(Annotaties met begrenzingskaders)
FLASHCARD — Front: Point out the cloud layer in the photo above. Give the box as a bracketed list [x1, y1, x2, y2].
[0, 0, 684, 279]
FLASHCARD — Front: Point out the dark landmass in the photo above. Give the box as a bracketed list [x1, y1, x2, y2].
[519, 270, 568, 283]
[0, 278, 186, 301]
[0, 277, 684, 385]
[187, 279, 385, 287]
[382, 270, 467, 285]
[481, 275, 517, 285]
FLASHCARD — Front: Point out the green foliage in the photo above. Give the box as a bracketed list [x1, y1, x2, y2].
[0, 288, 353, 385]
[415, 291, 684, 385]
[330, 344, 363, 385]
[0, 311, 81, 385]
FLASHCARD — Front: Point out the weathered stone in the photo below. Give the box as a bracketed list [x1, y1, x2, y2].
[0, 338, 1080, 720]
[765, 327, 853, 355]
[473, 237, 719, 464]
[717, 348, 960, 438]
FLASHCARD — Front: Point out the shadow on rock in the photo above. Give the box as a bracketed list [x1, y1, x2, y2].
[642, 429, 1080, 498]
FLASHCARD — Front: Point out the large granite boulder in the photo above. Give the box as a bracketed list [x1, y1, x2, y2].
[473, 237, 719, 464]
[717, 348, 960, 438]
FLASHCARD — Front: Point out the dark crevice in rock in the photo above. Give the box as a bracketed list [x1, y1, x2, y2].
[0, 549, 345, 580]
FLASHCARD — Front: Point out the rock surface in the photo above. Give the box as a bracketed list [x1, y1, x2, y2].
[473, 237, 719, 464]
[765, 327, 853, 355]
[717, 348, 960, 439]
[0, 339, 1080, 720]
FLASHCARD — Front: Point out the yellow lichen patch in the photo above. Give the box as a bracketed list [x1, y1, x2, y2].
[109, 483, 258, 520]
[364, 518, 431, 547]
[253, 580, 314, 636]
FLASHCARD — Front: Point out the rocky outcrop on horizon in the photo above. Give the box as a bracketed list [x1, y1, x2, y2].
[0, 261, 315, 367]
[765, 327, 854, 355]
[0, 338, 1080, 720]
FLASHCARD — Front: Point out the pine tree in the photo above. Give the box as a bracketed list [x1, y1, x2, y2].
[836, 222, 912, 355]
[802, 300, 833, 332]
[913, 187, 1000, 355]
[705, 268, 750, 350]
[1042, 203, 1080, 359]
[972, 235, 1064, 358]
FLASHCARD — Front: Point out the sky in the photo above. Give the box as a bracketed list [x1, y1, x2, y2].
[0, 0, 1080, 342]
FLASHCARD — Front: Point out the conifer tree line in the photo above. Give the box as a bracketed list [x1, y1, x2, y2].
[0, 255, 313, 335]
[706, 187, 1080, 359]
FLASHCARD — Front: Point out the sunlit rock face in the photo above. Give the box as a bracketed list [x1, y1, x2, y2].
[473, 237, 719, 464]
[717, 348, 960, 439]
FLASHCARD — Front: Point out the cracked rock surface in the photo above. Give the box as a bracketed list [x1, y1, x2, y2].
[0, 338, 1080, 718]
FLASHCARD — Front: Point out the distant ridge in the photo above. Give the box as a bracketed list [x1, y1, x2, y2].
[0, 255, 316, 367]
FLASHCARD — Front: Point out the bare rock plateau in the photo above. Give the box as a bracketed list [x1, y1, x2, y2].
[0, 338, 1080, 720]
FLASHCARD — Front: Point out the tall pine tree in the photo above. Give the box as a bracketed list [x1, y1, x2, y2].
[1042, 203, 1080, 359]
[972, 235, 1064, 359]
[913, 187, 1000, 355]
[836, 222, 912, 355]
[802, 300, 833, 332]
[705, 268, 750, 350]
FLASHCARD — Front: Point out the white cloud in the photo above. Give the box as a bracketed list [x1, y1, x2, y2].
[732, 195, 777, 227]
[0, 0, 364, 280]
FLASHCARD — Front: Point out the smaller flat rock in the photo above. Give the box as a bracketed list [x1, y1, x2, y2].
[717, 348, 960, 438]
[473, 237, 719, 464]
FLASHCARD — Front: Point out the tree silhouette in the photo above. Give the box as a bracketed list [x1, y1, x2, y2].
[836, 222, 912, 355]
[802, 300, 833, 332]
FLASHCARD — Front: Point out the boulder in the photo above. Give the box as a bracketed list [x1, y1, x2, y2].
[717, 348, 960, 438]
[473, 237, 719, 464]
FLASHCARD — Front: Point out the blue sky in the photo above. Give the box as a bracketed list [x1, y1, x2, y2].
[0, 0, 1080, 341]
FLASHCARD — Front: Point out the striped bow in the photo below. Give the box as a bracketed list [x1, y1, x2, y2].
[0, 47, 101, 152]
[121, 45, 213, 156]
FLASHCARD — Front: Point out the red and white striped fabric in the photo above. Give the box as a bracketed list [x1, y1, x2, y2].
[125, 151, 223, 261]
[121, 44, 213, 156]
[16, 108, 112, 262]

=== Wat nodig is ===
Schrijf de regels vanaf de regel met "FLASHCARD — Front: Point out the yellow" tot en met de regel met "[0, 338, 1080, 718]" opnieuw uit, de verzoeken inbegrepen. Tel daarbij 106 op bij elk getal in de coördinaten van de antwoorden.

=== Het antwoord ===
FLASHCARD — Front: Point out the yellow lichen patch in the photo above. Give the box as a bracketed list [x1, y1, x2, y2].
[215, 589, 364, 626]
[470, 624, 537, 653]
[359, 686, 420, 742]
FLASHCARD — Front: Point out the rocky outcrop on horizon in the photo above. Give the box as a bracketed list [x1, y1, x2, y2].
[106, 367, 421, 473]
[871, 433, 960, 461]
[106, 444, 1186, 826]
FLASHCARD — Front: Point out the pine tree in the photo above. Give the box as a bracketed list [x1, y1, x2, y2].
[942, 328, 1018, 461]
[908, 406, 939, 438]
[1019, 293, 1106, 461]
[811, 374, 856, 456]
[1148, 309, 1186, 465]
[1078, 341, 1170, 464]
FLASHCARD — Front: Point out the sky in the photo above. Give the box as a bracketed list [x1, y1, x2, y2].
[106, 106, 1186, 448]
FLASHCARD — Front: Point out the conifer tree line in the photo above. Give the box as a bracketed list [x1, y1, x2, y2].
[106, 361, 419, 441]
[812, 293, 1186, 465]
FLASHCARD — Front: Point out the sunlit rock face in the photo above. Give the box as a bracketed list [x1, y1, x2, y2].
[579, 343, 825, 570]
[823, 454, 1066, 545]
FLASHCARD — Front: Point out the cracked rock surface in the photo above. Give the box as a bracketed list [x1, y1, x2, y2].
[106, 444, 1186, 824]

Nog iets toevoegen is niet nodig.